→ How to complete this task
An exact copy of every record, with no pictures, please.

##### Given records #####

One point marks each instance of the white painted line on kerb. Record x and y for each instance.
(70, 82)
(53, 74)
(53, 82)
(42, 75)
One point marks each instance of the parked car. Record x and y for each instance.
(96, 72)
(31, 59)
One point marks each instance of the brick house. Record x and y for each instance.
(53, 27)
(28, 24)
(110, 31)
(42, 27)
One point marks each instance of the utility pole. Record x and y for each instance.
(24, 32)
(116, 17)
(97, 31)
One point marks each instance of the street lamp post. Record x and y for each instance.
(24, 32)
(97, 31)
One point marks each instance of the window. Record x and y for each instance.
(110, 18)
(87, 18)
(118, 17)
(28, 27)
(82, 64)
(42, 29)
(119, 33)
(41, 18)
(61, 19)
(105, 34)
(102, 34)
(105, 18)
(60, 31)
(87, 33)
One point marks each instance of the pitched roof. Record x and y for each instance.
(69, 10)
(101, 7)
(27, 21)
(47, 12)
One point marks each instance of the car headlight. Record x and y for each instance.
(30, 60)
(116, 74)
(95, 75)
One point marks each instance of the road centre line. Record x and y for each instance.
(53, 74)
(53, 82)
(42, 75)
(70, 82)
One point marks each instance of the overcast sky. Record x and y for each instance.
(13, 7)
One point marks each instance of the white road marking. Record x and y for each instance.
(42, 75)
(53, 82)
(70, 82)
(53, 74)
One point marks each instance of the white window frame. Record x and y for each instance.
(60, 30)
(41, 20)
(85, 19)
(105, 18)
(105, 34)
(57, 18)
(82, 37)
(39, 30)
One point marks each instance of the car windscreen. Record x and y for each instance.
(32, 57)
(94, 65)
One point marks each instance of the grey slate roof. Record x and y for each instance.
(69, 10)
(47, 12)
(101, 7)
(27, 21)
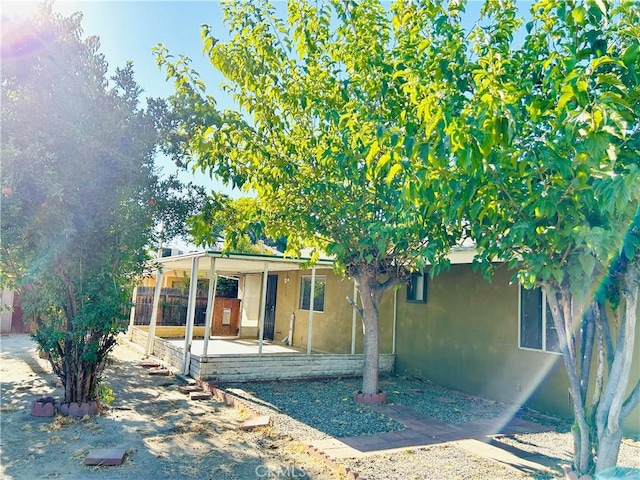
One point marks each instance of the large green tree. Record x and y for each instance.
(80, 195)
(547, 149)
(327, 137)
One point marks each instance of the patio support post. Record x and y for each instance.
(263, 303)
(312, 301)
(132, 314)
(191, 313)
(151, 333)
(354, 317)
(395, 320)
(211, 298)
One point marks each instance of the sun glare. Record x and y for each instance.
(17, 9)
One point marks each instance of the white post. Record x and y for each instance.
(263, 303)
(354, 318)
(132, 314)
(312, 298)
(211, 298)
(395, 320)
(154, 313)
(191, 313)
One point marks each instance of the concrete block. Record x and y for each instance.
(200, 395)
(105, 456)
(255, 422)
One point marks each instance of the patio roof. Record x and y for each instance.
(239, 263)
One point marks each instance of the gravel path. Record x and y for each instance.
(316, 410)
(171, 437)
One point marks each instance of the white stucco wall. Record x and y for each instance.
(6, 310)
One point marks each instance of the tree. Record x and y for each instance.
(79, 191)
(547, 149)
(327, 138)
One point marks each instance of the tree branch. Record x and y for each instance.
(632, 402)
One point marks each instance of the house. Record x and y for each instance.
(457, 330)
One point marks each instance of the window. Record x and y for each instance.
(318, 297)
(417, 288)
(537, 330)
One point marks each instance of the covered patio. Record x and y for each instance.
(241, 358)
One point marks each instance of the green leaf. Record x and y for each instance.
(393, 171)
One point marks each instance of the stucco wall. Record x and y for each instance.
(332, 329)
(466, 338)
(241, 368)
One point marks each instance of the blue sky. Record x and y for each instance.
(129, 29)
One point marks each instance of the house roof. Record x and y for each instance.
(244, 263)
(238, 263)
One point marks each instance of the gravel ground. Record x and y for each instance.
(308, 410)
(170, 437)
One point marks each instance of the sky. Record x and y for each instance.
(129, 29)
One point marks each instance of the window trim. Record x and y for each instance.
(543, 325)
(319, 278)
(424, 288)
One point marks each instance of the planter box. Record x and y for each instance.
(74, 409)
(43, 407)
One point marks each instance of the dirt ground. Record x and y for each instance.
(166, 435)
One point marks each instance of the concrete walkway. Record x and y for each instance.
(479, 438)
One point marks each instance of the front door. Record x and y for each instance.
(270, 307)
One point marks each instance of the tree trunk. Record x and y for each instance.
(563, 321)
(610, 411)
(608, 448)
(370, 304)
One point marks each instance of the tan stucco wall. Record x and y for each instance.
(331, 328)
(466, 338)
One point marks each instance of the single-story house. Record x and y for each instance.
(457, 330)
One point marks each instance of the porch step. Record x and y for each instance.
(190, 388)
(200, 395)
(149, 364)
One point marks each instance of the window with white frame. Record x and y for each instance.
(417, 288)
(537, 330)
(318, 296)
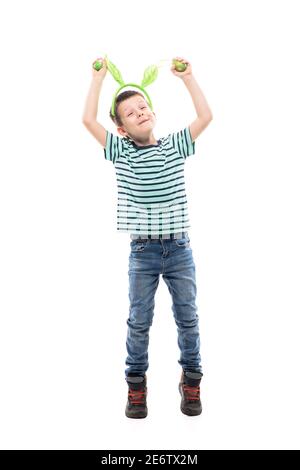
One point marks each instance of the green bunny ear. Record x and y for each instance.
(150, 75)
(115, 72)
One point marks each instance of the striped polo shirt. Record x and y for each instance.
(151, 186)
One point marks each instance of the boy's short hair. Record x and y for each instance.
(122, 97)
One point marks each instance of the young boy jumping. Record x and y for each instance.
(152, 207)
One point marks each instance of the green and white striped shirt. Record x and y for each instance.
(150, 179)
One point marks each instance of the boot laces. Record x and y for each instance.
(191, 393)
(136, 397)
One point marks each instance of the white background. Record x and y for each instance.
(64, 266)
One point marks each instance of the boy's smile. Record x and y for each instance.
(138, 120)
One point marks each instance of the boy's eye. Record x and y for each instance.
(141, 108)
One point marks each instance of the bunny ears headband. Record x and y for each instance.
(150, 75)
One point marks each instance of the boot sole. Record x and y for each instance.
(137, 414)
(187, 411)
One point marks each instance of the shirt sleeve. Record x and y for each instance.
(113, 148)
(182, 142)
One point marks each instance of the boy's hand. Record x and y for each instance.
(99, 74)
(186, 73)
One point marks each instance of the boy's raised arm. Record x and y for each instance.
(204, 114)
(89, 117)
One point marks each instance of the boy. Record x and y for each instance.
(152, 207)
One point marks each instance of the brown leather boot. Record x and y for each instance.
(136, 406)
(189, 389)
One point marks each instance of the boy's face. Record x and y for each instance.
(133, 112)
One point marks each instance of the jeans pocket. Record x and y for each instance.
(182, 242)
(138, 246)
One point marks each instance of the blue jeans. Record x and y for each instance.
(173, 259)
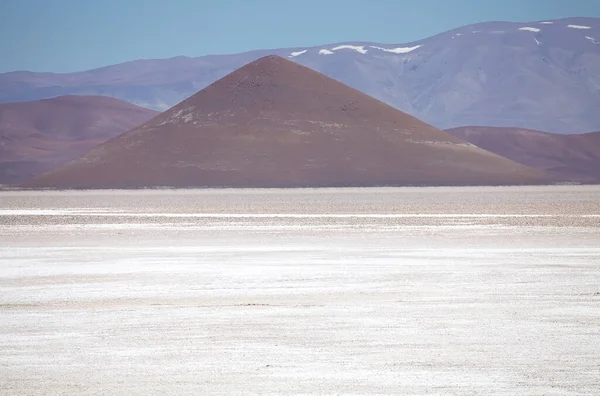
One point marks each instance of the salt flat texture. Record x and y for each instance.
(409, 291)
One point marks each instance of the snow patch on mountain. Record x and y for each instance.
(399, 50)
(581, 27)
(357, 48)
(295, 54)
(530, 29)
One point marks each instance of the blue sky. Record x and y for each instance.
(71, 35)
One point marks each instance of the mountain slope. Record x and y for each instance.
(541, 75)
(569, 157)
(38, 136)
(274, 123)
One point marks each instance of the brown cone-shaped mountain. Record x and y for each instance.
(274, 123)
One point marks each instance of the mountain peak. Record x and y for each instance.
(274, 123)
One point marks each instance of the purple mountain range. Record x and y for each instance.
(542, 75)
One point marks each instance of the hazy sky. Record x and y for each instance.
(70, 35)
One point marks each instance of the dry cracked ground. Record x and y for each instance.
(408, 291)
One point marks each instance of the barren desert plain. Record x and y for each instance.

#####

→ Written solution
One point marks each instance of the white painted line on kerb. Record x and y for each instance.
(70, 82)
(53, 74)
(53, 82)
(42, 75)
One point marks each instance of the parked car. Record x and y for each instance.
(96, 72)
(31, 59)
One point marks each instance of the brick house. Record x and y for each instance.
(53, 27)
(28, 24)
(110, 31)
(42, 27)
One point marks each instance of the utility pole. Record x and y for each instance.
(24, 32)
(116, 17)
(97, 31)
One point marks each instance of the street lamp post. Record x and y for each instance.
(24, 32)
(97, 31)
One point marks each instance of the window. Record x and y for each instance.
(110, 18)
(87, 18)
(118, 17)
(28, 27)
(82, 64)
(42, 29)
(119, 33)
(41, 18)
(61, 19)
(105, 34)
(102, 34)
(105, 18)
(60, 31)
(87, 33)
One point marks each instance of the pitched roof. Record x and y for each instance.
(69, 10)
(101, 7)
(27, 21)
(47, 12)
One point marks each instance of the car headlight. Record x and y for each instance.
(30, 60)
(116, 74)
(95, 75)
One point marks each instance of the road centre line. Record x and y for each instance.
(53, 74)
(53, 82)
(42, 75)
(70, 82)
One point marks each instance of the overcast sky. Record x and y for each instance.
(13, 7)
One point marks each instance of the white road marking. Record x and y for each instance.
(42, 75)
(53, 82)
(70, 82)
(53, 74)
One point marks each instance of the white window frame. Record x and y for each instance.
(60, 30)
(41, 20)
(85, 19)
(105, 18)
(105, 34)
(57, 18)
(82, 37)
(39, 30)
One point marks each instance of the car windscreen. Record x and y for each instance.
(32, 57)
(94, 65)
One point marks each instance of the grey slate roof. Record x and y for each instance.
(69, 10)
(47, 12)
(101, 7)
(27, 21)
One point marks each instance of the large green tree. Record x and y for each instance.
(80, 195)
(547, 149)
(327, 137)
One point marks each instance of the patio support post. Record x and y for each instance.
(263, 303)
(312, 301)
(132, 314)
(191, 313)
(151, 333)
(354, 317)
(395, 320)
(211, 298)
One point marks each instance of the sun glare. Record x and y for each instance.
(17, 9)
One point marks each instance of the white post. Record x and y for each instance.
(263, 303)
(354, 318)
(132, 314)
(312, 298)
(211, 298)
(395, 320)
(154, 313)
(191, 313)
One point marks each instance of the concrete block. Record x and y for each instance.
(200, 395)
(105, 456)
(255, 422)
One point marks each instance of the patio roof. Record x and y for each instance.
(239, 263)
One point marks each instance of the gravel path. Record x and y for each instance.
(316, 410)
(171, 437)
One point marks each instance of the white stucco wall. Record x and y for each instance.
(6, 310)
One point marks each instance of the tree. Record x and y for each instance.
(79, 191)
(547, 149)
(327, 138)
One point marks each instance of the tree branch. Record x and y for each instance.
(632, 402)
One point marks each instance of the house. Record x and y for each instance.
(457, 330)
One point marks each instance of the window. Record x and y for each instance.
(318, 297)
(417, 288)
(537, 330)
One point marks each instance of the covered patio. Record x and y for each instance.
(241, 358)
One point marks each instance of the green leaf. Record x and y for each instance.
(393, 171)
One point marks each instance of the stucco wall. Record x and y for each instance.
(332, 329)
(466, 338)
(241, 368)
One point marks each instance of the blue sky. Record x and y for each instance.
(129, 29)
One point marks each instance of the house roof. Record x and y for each instance.
(244, 263)
(238, 263)
One point marks each instance of the gravel ground. Record x and y for each instance.
(308, 410)
(170, 437)
One point marks each instance of the sky. Record x and y for each instance.
(129, 29)
One point marks each instance of the window trim. Record x and y for each instance.
(543, 325)
(319, 278)
(424, 288)
One point marks each instance of the planter box. Record x and y for each instance.
(74, 409)
(43, 407)
One point marks each instance of the dirt ground. Record x and y for each instance.
(166, 435)
One point marks each instance of the concrete walkway. Record x and y for each instance.
(479, 438)
One point marks each instance of the front door. Record x and y for each instance.
(270, 307)
One point marks each instance of the tree trunk. Record x and y for each instance.
(563, 321)
(610, 411)
(608, 448)
(370, 304)
One point marks each instance of the tan stucco wall. Record x and y for each instance.
(331, 328)
(466, 338)
One point marks each instance of the single-story house. Record x and y for each instance.
(457, 330)
One point marks each instance of the porch step. Record x and y for each instance.
(190, 388)
(200, 395)
(149, 364)
One point marks each instance of the window with white frame. Record x and y for each instance.
(417, 288)
(537, 330)
(318, 296)
One point marks each instance of the green bunny ear. Record x and y for each instance.
(150, 75)
(115, 72)
One point marks each instance of the striped polo shirt. Record x and y for each instance.
(151, 186)
One point marks each instance of the boy's short hair. Record x and y for each instance.
(122, 97)
One point marks each instance of the young boy jumping. Record x and y for each instance.
(152, 207)
One point marks each instance of the green and white striped shirt. Record x and y for each instance.
(150, 179)
One point marks each instance of the boot laces. Record x and y for each instance.
(191, 393)
(136, 397)
One point marks each instance of the white background. Record x and y for each instance.
(64, 266)
One point marks each instance of the boy's smile. Record x and y for each instance.
(138, 120)
One point marks each instance of the boy's eye. Record x and y for each instance.
(141, 108)
One point marks each instance of the bunny ears headband. Record x and y for each instance.
(150, 75)
One point marks each instance of the boot sole. Record x and y for each instance.
(137, 414)
(187, 411)
One point marks each instance of the shirt sleeve. Record x and y for each instance.
(113, 148)
(182, 142)
One point marks each instance of the boy's hand. Record x and y for each instance.
(99, 74)
(186, 73)
One point marks each instance of the boy's raised arm. Record x and y for each instance.
(204, 114)
(89, 117)
One point marks each instance of the boy. Record x and y for each instance.
(152, 207)
One point marks each instance of the brown leather boot. Record x and y for each instance.
(136, 406)
(189, 389)
One point marks each instance of the boy's face. Record x and y for each instance.
(133, 112)
One point marks each instance of the jeans pocket. Record x and y for each instance.
(182, 242)
(138, 246)
One point marks each instance of the blue jeans. Record x and y for each instance.
(173, 259)
One point marks each instance of the salt flat texture. Record x and y for each instance.
(409, 291)
One point marks each instance of the snow patch on mountain. Record x and y for each instance.
(399, 50)
(581, 27)
(357, 48)
(295, 54)
(530, 29)
One point marks each instance of the blue sky. Record x and y for each instance.
(71, 35)
One point marks each instance of the mountain slope. Record x and y for each instance.
(541, 75)
(569, 157)
(38, 136)
(274, 123)
One point marks each instance of the brown cone-shaped mountain. Record x and y for each instance.
(274, 123)
One point marks each instance of the mountain peak. Record x and y for each instance.
(274, 123)
One point marks each instance of the purple mountain range. Record x and y for each instance.
(542, 75)
One point marks each instance of the hazy sky. Record x and y for each instance.
(70, 35)
One point marks each instance of the dry cracked ground. Record x and y for each instance.
(408, 291)
One point marks each instance of the barren desert plain. Record x and y for each instance.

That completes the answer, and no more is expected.